Copy out the listing below word for word, keeping every line in its original order.

**DATA LISTING**
(begin)

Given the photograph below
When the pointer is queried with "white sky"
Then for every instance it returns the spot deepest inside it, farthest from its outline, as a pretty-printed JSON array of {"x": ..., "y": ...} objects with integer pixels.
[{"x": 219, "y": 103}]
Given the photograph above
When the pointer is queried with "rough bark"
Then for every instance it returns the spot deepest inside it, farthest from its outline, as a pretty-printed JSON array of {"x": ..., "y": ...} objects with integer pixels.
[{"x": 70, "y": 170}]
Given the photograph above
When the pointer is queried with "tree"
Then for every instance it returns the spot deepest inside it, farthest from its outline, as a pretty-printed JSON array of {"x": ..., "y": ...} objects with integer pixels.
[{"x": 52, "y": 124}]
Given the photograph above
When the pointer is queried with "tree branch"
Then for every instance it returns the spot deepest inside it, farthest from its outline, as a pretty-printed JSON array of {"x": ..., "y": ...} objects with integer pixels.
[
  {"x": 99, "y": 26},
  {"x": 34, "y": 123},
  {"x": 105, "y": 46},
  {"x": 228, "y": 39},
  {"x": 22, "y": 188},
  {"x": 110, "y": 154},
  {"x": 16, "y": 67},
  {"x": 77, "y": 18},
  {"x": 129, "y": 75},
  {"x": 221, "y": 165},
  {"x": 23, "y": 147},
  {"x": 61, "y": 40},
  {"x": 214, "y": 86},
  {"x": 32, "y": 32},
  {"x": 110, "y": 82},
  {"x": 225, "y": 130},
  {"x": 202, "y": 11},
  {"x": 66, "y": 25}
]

(end)

**SOLUTION FOR THIS PROBLEM**
Given the photograph below
When the pointer is queried with "white sky"
Then for every instance it returns the spot deepest inside it, farthest from its outline, as a pretty-printed JSON array of {"x": ..., "y": ...} objects with integer pixels.
[{"x": 219, "y": 103}]
Given the photograph above
When the pointer is queried with "rough bark"
Then for every instance it returns the spot deepest inside it, farthest from its outline, as a pretty-printed JSON array of {"x": ..., "y": ...} objects with integer pixels.
[{"x": 70, "y": 170}]
Given the photograph above
When the pointer is queried with "tree"
Then for every instance it returns the spot deepest inside it, farthest from its outline, as a pretty-printed JSON array of {"x": ..., "y": ...} objects with integer pixels.
[{"x": 52, "y": 124}]
Given the photograph above
When the pointer is queried with "tree branch"
Then for every instance it returns the spot deepest inside it, farthest from its outline, as a pretty-printed JSON array of {"x": ..., "y": ...} objects with integer pixels.
[
  {"x": 99, "y": 26},
  {"x": 34, "y": 123},
  {"x": 105, "y": 46},
  {"x": 228, "y": 39},
  {"x": 22, "y": 188},
  {"x": 110, "y": 154},
  {"x": 16, "y": 67},
  {"x": 77, "y": 18},
  {"x": 129, "y": 75},
  {"x": 221, "y": 165},
  {"x": 23, "y": 147},
  {"x": 61, "y": 40},
  {"x": 214, "y": 86},
  {"x": 32, "y": 32},
  {"x": 110, "y": 82},
  {"x": 225, "y": 130},
  {"x": 202, "y": 11},
  {"x": 66, "y": 25}
]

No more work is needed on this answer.